I. La notion d’« aide d’etat »

La notion d’« aide d’Etat » est entendue de manière large, ce qui permet de couvrir de multiples formes d’aide : allégement ou dégrèvement de cotisations sociales, exonération de pénalités pour non-paiement des cotisations sociales, prêts sans intérêts, etc. Les aides d’Etat sont accordées directement non seulement par les Etats membres, mais aussi par tous les organismes (collectivités locales, établissements publics, etc.) qui distribuent des aides à partir de fonds publics.
La notion d’« aide d’Etat » est plus générale que celle de « subvention », parce qu’elle comprend non seulement des prestations positives telles que les subventions elles-mêmes, mais également des interventions qui, sous des formes diverses, allègent les charges qui normalement grèvent le budget d’une entreprise et qui, sans être des subventions au sens strict du mot, sont de même nature et ont des effets identiques.
Il y a aide d’Etat si l’avantage est sélectif ; il revient ainsi au juge de vérifier si l’aide entraîne des avantages au bénéfice exclusif de certaines entreprises ou de certains secteurs d’activité. Pour qu’il y ait aide d’Etat, il faut que l’entreprise bénéficiaire reçoive un avantage économique qu’elle n’aurait pas obtenu dans des conditions normales de marché.


II. Les aides à caractère social

Les aides étatiques peuvent échapper à la censure communautaire lorsqu’elles répondent à certains objectifs. Sont compatibles avec le marché intérieur les aides à caractère social octroyées aux consommateurs individuels ainsi que les aides destinées à remédier aux dommages causés par les calamités naturelles ou par d’autres événements extraordinaires (TFUE, art. 107).

**Informations fournies**

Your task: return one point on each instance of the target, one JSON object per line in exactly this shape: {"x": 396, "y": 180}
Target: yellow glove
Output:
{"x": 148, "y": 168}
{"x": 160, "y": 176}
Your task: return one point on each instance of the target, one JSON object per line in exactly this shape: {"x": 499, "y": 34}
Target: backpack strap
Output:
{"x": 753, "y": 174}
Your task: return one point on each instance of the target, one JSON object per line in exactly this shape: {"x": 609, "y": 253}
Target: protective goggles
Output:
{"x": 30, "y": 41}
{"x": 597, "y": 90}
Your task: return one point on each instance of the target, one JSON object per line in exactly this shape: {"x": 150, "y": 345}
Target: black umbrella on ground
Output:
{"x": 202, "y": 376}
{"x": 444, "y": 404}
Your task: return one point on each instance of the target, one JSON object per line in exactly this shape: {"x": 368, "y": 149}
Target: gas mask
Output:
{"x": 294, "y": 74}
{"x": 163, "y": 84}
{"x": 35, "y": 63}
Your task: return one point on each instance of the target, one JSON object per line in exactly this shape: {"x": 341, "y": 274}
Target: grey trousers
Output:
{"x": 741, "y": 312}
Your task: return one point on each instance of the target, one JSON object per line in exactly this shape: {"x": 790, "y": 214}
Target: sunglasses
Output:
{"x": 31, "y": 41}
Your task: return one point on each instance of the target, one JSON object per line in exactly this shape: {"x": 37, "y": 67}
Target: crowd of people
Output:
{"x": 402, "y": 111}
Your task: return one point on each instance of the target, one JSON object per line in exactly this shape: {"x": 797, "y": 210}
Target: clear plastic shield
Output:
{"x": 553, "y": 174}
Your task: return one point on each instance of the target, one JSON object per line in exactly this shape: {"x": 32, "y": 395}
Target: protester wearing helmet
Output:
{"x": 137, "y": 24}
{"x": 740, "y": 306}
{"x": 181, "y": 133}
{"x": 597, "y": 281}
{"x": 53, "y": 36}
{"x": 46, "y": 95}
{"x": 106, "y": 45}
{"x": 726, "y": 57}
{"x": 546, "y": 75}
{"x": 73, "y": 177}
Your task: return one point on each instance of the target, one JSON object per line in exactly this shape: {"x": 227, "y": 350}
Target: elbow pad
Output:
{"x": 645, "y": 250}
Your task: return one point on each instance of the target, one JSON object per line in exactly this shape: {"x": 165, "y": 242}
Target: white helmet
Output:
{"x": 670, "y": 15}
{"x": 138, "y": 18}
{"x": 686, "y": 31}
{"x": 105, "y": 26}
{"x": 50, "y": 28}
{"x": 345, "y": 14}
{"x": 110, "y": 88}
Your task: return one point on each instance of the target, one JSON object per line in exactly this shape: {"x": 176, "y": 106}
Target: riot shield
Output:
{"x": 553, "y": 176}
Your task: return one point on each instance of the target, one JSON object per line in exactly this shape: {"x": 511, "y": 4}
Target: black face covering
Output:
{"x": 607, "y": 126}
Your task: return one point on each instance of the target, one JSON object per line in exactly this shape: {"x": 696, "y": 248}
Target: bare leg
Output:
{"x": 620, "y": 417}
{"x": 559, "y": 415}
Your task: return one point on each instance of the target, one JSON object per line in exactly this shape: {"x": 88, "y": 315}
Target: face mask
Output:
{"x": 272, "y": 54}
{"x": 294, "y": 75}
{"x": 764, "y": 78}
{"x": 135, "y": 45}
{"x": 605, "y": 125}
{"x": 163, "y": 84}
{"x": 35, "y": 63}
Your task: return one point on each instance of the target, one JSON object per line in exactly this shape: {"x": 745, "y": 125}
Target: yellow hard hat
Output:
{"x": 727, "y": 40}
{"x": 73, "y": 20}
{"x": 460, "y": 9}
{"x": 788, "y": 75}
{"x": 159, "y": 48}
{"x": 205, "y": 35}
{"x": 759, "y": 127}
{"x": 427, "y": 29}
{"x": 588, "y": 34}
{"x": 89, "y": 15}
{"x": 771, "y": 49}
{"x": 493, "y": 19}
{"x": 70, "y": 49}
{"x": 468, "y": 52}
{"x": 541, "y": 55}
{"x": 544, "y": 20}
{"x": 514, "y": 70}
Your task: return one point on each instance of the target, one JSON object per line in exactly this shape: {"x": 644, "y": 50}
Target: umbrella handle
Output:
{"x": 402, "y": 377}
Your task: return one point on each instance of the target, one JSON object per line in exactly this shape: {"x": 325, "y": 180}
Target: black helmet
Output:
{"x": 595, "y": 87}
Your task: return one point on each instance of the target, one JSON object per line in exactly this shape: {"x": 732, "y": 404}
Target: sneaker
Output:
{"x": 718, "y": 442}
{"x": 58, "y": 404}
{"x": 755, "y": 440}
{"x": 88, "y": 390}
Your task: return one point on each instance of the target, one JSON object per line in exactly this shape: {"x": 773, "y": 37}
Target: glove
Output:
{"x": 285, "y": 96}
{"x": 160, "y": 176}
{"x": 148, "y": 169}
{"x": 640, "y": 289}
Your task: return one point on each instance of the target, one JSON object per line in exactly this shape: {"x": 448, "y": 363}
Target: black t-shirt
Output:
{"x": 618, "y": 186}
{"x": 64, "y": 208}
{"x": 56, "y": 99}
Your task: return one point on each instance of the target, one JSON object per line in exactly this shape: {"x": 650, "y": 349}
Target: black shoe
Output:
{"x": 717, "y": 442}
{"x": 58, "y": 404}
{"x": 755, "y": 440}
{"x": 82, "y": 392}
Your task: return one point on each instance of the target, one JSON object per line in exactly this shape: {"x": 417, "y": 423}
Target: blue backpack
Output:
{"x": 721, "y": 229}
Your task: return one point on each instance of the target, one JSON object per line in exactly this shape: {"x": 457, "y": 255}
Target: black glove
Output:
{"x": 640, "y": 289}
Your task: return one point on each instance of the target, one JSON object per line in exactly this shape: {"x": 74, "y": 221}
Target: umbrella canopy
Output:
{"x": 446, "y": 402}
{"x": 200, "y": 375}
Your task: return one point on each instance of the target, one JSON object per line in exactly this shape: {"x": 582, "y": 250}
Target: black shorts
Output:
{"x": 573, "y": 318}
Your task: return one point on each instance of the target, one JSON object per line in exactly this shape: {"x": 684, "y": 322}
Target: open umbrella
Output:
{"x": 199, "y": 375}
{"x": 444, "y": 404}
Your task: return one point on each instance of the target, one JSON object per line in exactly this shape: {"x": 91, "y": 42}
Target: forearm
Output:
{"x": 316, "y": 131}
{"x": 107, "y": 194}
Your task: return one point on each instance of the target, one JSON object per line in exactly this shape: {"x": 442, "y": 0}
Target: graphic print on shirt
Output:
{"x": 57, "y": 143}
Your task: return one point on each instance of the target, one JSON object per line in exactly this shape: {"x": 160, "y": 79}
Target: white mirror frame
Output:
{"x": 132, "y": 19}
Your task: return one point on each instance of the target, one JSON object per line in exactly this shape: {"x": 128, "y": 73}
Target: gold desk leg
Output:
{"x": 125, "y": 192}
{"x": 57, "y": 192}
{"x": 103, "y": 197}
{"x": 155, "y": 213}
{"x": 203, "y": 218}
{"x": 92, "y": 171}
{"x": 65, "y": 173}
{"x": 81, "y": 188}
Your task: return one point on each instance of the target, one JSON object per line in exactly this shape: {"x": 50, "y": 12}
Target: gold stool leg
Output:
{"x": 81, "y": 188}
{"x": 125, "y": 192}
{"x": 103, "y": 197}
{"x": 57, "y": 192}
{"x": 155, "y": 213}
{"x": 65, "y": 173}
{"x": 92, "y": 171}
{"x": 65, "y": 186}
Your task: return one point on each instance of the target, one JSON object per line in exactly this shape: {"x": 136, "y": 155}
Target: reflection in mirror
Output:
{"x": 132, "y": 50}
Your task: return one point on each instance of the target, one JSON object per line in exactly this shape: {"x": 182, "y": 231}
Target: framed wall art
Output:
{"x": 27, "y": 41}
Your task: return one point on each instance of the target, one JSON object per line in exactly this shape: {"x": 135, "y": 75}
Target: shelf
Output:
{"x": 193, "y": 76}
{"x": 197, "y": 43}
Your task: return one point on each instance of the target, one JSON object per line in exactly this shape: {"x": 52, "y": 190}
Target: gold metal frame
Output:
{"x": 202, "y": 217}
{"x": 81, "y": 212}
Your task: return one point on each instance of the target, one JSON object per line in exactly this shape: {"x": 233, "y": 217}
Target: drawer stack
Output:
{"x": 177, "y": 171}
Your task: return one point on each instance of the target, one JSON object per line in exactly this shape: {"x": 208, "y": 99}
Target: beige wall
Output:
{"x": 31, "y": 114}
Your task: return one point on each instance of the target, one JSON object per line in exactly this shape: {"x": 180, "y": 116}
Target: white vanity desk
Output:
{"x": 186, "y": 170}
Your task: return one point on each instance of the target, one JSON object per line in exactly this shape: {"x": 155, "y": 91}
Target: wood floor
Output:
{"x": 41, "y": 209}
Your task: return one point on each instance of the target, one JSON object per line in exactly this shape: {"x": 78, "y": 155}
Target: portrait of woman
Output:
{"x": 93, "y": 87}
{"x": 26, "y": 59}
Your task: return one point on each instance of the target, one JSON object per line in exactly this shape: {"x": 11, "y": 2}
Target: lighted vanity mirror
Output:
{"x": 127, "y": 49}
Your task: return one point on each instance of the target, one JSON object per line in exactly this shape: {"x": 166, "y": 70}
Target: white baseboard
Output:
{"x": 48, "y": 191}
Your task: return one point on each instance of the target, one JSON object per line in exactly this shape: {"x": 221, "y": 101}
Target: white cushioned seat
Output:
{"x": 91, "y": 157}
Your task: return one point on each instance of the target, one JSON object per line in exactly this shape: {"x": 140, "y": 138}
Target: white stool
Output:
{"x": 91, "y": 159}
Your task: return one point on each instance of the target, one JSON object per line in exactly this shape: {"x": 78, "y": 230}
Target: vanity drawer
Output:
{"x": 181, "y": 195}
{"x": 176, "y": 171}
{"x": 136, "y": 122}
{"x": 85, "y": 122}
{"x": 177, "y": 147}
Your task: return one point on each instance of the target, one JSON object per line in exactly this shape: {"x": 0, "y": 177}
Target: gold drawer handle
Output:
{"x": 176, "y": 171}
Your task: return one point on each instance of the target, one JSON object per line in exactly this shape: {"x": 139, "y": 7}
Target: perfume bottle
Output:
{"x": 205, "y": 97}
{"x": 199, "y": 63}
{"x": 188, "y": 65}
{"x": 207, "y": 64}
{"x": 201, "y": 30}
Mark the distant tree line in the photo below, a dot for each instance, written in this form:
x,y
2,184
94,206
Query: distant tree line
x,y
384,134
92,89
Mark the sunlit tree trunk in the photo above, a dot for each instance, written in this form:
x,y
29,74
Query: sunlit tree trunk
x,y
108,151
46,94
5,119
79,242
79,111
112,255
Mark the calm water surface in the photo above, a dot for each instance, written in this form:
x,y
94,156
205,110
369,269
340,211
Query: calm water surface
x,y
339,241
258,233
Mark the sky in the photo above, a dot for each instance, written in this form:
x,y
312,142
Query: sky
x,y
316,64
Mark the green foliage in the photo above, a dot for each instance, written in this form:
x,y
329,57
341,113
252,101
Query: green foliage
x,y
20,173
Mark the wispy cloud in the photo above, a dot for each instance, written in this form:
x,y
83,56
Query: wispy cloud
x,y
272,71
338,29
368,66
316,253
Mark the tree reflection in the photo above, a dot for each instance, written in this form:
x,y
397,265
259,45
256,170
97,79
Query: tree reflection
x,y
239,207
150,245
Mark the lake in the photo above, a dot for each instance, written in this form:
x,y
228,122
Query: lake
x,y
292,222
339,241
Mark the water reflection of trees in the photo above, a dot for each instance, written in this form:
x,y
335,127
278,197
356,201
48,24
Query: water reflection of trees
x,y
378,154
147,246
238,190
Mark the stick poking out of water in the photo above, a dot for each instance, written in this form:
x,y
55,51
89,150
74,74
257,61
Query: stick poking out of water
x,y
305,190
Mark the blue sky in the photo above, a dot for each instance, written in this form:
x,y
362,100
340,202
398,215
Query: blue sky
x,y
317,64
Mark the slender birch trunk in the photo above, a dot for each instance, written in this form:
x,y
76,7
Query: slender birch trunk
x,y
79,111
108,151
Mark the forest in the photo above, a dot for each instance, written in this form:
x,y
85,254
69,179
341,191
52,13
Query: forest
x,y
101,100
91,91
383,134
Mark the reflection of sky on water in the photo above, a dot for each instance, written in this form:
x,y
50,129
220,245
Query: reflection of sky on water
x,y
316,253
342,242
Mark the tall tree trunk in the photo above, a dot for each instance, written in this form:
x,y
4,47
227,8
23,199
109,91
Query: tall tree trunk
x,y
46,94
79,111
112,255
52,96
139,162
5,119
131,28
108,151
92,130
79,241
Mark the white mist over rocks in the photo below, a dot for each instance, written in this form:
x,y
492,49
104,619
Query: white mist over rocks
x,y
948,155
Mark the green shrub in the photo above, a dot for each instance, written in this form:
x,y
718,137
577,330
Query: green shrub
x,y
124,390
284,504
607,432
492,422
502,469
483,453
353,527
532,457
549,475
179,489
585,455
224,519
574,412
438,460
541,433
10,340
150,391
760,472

**Travail à réaliser**
Extrayez du texte sur les aides d'État tout le passage qui va de « I. La notion » jusqu'à « de fonds publics. », sans rien y changer. Les items proviennent d'une autre source que le texte sur les aides d'État.

**Réponse**
I. La notion d’« aide d’etat »

La notion d’« aide d’Etat » est entendue de manière large, ce qui permet de couvrir de multiples formes d’aide : allégement ou dégrèvement de cotisations sociales, exonération de pénalités pour non-paiement des cotisations sociales, prêts sans intérêts, etc. Les aides d’Etat sont accordées directement non seulement par les Etats membres, mais aussi par tous les organismes (collectivités locales, établissements publics, etc.) qui distribuent des aides à partir de fonds publics.